SELECTED TEXT:
In 1952, Batista again ran for president. In a three-way race, Roberto Agramonte of the Orthodox Party led in all the polls, followed by Carlos Hevia of the Authentic Party. Batista's United Action coalition was running a distant third.

On March 10, 1952, three months before the elections, Batista, with army backing, staged a coup and seized power. He ousted outgoing President Carlos Prío Socarrás, canceled the elections and took control of the government as a provisional president. The United States recognized his government on March 27. When asked by the U.S. government to analyze Batista's Cuba, Arthur M. Schlesinger, Jr. said:

The corruption of the Government, the brutality of the police, the government's indifference to the needs of the people for education, medical care, housing, for social justice and economic justice ... is an open invitation to revolution.

THINGS TO DO:
(A) From the passage on Batista's 1952 coup, extract the part that opens with the words containing "The corruption of" and closes with "invitation to revolution.", copying it word for word.
(B) According to the passage on Batista's 1952 coup, on what date did the United States recognize his government?

Records from a data collection:
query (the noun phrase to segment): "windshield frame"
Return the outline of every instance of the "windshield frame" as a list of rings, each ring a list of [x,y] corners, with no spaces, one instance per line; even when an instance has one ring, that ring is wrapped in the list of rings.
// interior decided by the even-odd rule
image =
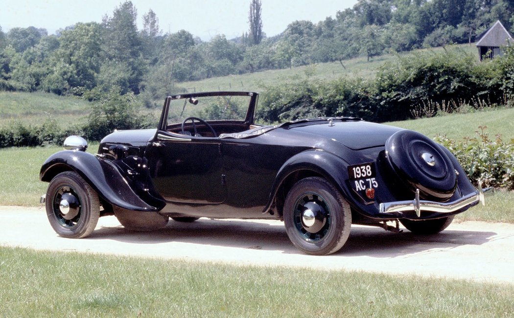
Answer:
[[[207,91],[197,93],[177,94],[167,97],[164,100],[164,106],[162,108],[162,112],[161,114],[161,118],[160,120],[159,121],[157,129],[166,131],[168,125],[170,124],[168,122],[168,115],[170,110],[170,104],[172,100],[179,99],[185,100],[191,98],[195,98],[197,97],[206,97],[210,96],[249,96],[250,98],[250,102],[248,104],[248,109],[246,111],[246,116],[245,118],[245,120],[242,121],[237,121],[237,122],[244,123],[249,125],[253,124],[253,121],[255,120],[255,111],[256,111],[257,108],[257,102],[259,99],[259,93],[251,91]]]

ANSWERS GIVEN:
(A)
The corruption of the Government, the brutality of the police, the government's indifference to the needs of the people for education, medical care, housing, for social justice and economic justice ... is an open invitation to revolution.

(B) March 27